**Instructions for the task**
List each line in the items below that contains the string "mountain", copying the whole line. Matching is case-sensitive.

**Data section**
-- begin --

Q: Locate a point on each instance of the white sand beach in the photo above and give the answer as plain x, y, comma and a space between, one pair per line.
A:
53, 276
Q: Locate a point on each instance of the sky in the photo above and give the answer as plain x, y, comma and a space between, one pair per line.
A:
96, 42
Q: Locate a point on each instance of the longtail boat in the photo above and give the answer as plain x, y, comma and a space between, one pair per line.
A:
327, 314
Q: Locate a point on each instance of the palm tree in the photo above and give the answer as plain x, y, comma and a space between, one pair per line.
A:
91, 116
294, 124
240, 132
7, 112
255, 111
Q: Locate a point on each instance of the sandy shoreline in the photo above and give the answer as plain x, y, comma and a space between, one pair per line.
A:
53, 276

-- end --
-- begin --

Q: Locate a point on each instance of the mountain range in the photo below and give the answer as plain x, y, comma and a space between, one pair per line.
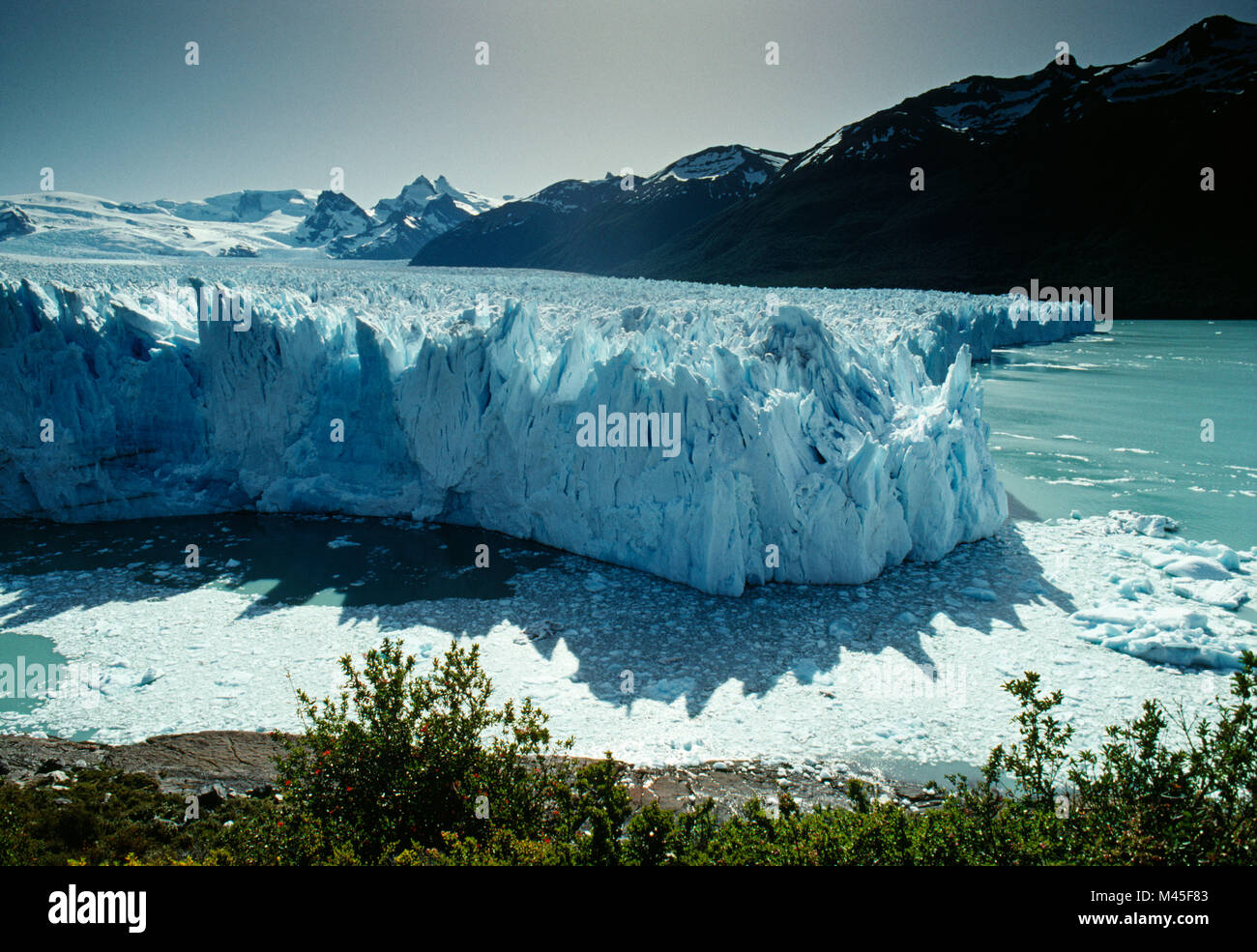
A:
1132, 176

-- end --

**Answer to the problem**
Q: Locate a point on each instance of the mountain range in the photo below and give the answer as plain x, y, comma and a space between, one pair per line.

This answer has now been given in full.